Things to do:
(A) In the opinion on ad valorem tax refunds, what does correcting the tax roll based on the four listed factors appear to amount to?
(B) Check each statement against the opinion on ad valorem tax refunds and answer yes or no, quoting the words that settle it. (i) The opinion concludes that the Department of Revenue may order refunds based on these changes. (ii) One circumstance for a refund is a payment made when no tax was due. (iii) The question raised includes erroneous appraisals of drylands as wetlands.
(C) Extend the opinion on ad valorem tax refunds, starting right after its final line.

--- begin Excerpt to read ---

Number:
AGO 91-31
Issued
Subject:
Refunds of Ad Valorem Taxes
Mr. J. Thomas Herndon
Executive Director
Department of Revenue
Carlton Building
Tallahassee, Florida 32301
RE: REVENUE, DEPARTMENT OF--PROPERTY APPRAISER--TAXATION--REFUNDS-- department may not order refund of ad valorem taxes based on changes in judgment. s. 197.182, F.S.
Dear Mr. Herndon:
You ask the following question:
May the Department of Revenue approve refunds of ad valorem taxes pursuant to s. 197.182, F.S., when the property appraiser has issued certificates of correction for: 1) missed environmental or zoning restrictions, 2) erroneous appraisals of wetlands as drylands, 3) consideration of the lack of access to usable land, and 4) recognition of the polluted condition of the property?
In sum:
Correction of the tax roll based upon these factors would appear to constitute changes in judgment rather than errors of omission or commission. The Department of Revenue may not, therefore, order a refund of ad valorem taxes, pursuant to s. 197.182, F.S., based upon such changes.
Section 197.182(1)(a), F.S., provides:
"Except as provided in paragraph (b), the department shall pass upon and order refunds when payment of taxes assessed on the county tax rolls has been made voluntarily or involuntarily under any of the following circumstances:
1. When an overpayment has been made.
2. When a payment has been made when no tax was due.
3. When a bona fide controversy exists between the tax collector and the taxpayer as to the liability of the taxpayer for the payment of the tax claimed to be due, the taxpayer pays the amount claimed by the tax collector to be due, and it is finally adjudged by a court of competent jurisdiction that the taxpayer was not liable for the payment of the tax or any part thereof.

--- end Excerpt to read ---
--- begin Extracted entries ---

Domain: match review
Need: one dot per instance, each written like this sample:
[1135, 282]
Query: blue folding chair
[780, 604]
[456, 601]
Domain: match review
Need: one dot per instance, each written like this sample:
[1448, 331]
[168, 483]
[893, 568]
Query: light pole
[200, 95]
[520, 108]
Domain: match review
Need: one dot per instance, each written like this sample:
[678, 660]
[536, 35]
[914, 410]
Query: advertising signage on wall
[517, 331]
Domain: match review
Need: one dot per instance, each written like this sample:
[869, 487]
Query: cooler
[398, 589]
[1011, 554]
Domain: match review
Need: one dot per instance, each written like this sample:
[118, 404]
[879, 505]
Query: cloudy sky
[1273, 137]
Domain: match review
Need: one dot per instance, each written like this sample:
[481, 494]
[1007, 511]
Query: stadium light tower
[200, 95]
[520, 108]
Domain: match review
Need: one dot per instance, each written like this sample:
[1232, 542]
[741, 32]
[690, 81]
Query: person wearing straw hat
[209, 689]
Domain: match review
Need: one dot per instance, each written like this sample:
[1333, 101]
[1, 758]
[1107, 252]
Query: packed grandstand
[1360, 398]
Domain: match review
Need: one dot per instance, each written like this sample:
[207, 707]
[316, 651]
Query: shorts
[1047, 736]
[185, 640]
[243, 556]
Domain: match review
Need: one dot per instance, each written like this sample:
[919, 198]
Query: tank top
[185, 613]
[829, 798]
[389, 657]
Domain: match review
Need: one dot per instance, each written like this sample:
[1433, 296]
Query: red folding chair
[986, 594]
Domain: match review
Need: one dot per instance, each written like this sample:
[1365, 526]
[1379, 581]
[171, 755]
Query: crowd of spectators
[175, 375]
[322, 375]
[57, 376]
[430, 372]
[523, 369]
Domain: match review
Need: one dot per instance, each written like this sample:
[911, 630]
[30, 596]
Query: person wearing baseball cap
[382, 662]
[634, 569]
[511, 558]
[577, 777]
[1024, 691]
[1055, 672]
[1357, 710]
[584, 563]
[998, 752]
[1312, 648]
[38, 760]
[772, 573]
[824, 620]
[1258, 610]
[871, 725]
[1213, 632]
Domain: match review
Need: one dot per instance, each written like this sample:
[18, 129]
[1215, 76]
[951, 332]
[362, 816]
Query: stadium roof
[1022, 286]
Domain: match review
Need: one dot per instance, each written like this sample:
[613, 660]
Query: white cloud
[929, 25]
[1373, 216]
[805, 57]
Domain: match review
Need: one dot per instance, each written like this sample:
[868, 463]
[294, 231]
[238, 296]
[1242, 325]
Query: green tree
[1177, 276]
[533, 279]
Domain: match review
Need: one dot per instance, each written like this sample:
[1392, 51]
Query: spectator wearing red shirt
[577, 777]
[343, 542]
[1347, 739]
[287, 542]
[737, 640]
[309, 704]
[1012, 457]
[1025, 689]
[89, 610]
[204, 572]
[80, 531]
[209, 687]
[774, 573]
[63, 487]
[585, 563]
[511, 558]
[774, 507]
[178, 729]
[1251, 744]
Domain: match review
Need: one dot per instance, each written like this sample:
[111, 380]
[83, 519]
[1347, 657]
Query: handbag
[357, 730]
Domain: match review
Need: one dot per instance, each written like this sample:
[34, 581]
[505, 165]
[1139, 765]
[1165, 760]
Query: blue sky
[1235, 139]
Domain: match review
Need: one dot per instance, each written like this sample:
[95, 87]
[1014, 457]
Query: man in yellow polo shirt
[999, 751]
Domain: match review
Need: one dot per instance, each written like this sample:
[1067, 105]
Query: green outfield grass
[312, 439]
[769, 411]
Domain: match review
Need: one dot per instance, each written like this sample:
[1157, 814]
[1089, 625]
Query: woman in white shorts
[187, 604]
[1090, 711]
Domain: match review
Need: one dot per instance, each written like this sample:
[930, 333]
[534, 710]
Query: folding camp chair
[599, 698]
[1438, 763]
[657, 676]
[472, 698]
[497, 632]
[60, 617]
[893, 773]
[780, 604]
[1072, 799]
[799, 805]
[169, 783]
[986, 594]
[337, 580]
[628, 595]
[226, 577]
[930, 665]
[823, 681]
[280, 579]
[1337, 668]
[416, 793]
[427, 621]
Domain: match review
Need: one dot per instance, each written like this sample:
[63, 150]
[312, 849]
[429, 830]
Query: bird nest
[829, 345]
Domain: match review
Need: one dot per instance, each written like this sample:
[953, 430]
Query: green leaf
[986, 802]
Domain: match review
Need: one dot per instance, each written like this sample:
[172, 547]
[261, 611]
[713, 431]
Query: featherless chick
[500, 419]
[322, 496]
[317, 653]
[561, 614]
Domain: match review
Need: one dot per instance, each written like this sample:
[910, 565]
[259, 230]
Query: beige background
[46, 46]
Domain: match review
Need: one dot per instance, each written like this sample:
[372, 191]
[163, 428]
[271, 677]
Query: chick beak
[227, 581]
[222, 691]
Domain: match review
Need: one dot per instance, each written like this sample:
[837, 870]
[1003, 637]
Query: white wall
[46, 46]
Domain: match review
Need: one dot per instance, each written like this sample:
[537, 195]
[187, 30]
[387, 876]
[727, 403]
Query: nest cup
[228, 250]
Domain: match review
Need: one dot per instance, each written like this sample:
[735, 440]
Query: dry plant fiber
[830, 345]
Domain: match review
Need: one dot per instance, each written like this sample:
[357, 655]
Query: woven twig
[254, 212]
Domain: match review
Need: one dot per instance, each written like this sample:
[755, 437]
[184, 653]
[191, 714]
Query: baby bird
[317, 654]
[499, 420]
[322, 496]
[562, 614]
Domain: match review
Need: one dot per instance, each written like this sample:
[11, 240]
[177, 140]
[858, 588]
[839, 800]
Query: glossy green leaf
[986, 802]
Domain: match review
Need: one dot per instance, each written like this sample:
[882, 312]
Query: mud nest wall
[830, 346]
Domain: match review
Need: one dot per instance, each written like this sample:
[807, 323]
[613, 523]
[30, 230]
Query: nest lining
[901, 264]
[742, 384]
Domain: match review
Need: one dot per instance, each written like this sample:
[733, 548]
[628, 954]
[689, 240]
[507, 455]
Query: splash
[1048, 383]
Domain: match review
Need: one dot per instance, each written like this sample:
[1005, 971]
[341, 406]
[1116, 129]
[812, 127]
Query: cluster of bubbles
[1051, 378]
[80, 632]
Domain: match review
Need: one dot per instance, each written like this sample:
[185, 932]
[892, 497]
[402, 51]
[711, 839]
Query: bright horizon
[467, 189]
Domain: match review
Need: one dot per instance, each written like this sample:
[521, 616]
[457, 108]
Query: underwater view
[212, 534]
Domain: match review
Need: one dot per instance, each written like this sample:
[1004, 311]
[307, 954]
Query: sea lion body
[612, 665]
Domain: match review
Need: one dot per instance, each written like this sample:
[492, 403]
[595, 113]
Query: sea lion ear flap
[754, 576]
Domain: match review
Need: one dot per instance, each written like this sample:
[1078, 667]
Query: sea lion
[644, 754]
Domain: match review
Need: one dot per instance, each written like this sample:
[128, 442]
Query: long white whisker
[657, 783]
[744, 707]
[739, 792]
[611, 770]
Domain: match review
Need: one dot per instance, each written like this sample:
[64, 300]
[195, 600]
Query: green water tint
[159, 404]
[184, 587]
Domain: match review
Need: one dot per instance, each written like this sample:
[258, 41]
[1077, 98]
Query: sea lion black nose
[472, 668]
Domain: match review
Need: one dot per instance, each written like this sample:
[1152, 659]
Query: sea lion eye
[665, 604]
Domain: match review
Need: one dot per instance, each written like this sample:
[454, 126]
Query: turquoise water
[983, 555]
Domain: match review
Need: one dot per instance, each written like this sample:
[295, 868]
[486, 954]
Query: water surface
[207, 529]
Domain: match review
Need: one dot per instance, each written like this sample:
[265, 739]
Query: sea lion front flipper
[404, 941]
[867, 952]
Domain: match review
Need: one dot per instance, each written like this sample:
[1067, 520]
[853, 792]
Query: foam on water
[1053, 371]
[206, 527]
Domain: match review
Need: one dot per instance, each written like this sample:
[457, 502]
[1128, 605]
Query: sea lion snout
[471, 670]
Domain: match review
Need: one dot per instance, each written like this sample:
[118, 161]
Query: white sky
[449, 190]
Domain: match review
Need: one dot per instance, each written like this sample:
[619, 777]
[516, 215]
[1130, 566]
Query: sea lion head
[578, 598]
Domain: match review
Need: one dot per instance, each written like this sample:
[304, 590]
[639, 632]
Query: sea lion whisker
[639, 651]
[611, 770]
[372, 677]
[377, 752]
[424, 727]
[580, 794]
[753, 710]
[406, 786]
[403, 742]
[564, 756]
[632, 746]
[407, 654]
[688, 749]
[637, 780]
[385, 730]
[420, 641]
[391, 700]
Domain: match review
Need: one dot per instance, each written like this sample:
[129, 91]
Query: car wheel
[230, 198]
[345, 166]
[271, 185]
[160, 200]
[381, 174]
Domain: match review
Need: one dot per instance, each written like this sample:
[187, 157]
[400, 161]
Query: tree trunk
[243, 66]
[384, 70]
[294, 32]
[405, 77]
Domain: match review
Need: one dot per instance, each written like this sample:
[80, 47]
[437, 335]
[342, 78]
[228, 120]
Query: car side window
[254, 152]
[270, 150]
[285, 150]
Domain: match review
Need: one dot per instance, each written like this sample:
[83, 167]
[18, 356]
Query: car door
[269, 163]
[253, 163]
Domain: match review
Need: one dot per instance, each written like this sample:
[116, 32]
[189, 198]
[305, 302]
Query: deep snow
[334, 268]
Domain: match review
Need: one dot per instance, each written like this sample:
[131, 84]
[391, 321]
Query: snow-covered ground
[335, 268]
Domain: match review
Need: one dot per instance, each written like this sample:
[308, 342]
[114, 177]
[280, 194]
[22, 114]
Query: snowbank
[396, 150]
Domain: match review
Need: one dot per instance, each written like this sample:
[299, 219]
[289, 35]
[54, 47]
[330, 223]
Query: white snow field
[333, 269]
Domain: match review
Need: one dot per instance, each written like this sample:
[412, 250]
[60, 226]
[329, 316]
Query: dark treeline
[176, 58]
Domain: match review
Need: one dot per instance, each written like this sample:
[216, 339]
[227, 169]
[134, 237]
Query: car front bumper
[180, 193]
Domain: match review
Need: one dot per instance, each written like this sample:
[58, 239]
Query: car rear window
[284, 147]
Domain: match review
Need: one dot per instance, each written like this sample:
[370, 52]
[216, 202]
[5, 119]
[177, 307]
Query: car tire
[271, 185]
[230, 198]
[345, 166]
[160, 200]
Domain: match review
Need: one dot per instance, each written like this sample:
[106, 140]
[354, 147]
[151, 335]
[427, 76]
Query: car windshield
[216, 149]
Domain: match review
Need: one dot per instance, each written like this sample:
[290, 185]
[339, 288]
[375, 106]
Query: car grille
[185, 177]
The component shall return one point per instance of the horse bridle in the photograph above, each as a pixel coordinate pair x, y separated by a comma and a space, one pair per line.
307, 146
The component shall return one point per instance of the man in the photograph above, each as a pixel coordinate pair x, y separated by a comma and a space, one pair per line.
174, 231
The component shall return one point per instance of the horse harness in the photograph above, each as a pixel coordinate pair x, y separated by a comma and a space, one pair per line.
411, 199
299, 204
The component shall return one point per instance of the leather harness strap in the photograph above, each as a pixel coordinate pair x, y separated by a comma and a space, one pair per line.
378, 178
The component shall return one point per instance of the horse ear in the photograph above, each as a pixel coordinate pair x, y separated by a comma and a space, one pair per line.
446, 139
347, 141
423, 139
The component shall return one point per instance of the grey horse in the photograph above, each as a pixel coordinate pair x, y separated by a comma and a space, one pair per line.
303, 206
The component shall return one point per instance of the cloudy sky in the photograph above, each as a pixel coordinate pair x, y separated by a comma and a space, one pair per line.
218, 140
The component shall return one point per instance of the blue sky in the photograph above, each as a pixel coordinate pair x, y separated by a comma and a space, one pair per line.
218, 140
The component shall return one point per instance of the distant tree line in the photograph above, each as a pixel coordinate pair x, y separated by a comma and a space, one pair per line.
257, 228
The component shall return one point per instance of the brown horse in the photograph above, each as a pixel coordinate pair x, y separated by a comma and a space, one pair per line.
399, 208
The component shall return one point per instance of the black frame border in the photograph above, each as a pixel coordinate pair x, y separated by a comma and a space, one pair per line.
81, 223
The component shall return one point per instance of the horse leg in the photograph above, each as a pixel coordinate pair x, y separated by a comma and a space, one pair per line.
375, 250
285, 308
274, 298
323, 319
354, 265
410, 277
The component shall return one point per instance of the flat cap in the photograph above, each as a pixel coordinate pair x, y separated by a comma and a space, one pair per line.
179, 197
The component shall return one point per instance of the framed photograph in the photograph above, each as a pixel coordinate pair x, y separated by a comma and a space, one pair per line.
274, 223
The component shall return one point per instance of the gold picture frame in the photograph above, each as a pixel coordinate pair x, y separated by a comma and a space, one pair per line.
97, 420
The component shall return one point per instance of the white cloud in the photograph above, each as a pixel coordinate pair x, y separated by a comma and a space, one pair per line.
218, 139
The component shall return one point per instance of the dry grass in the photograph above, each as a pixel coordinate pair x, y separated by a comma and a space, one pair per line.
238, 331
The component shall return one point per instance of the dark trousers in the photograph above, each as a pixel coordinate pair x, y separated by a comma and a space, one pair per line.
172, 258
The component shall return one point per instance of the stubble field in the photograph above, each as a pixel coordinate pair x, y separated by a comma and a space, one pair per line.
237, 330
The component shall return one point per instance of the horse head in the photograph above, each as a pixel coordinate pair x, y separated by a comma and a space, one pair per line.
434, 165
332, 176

--- end Extracted entries ---

The results:
(A) Changes in judgment rather than errors of omission or commission.

(B)
(i) No: "The Department of Revenue may not, therefore, order a refund of ad valorem taxes"
(ii) Yes: "When a payment has been made when no tax was due."
(iii) No: "erroneous appraisals of wetlands as drylands"

(C)
4. When the payment has been made in error by a taxpayer to the tax collector, if, within 24 months of the date of the erroneous payment and prior to any transfer of the assessed property to a third party for consideration, the party seeking a refund makes demand for reimbursement of the erroneous payment upon the owner of the property on which the taxes were erroneously paid and reimbursement of the erroneous payment is not received within 45 days of such demand. The demand for reimbursement shall be sent by certified mail, return receipt requested, and a copy thereof shall be sent to the tax collector.
5. When any payment has been made for tax certificates which are subsequently determined to be void, as provided in s. 197.433."
You state that certificates of correction from property appraisers have been submitted with refund requests to the Department of Revenue (department). The property appraisers have been making the changes to the tax rolls, after certification to the tax collector, for the following reasons:
1) Missed environmental or zoning restrictions,
2) Erroneous appraisal of wetlands as drylands,
3) Consideration of the lack of access to usable land, and
4) Recognition of the polluted condition of the property.
Each of these changes to the tax roll involves property which has been assessed and taxed but which would require that the assessed valuation be reduced.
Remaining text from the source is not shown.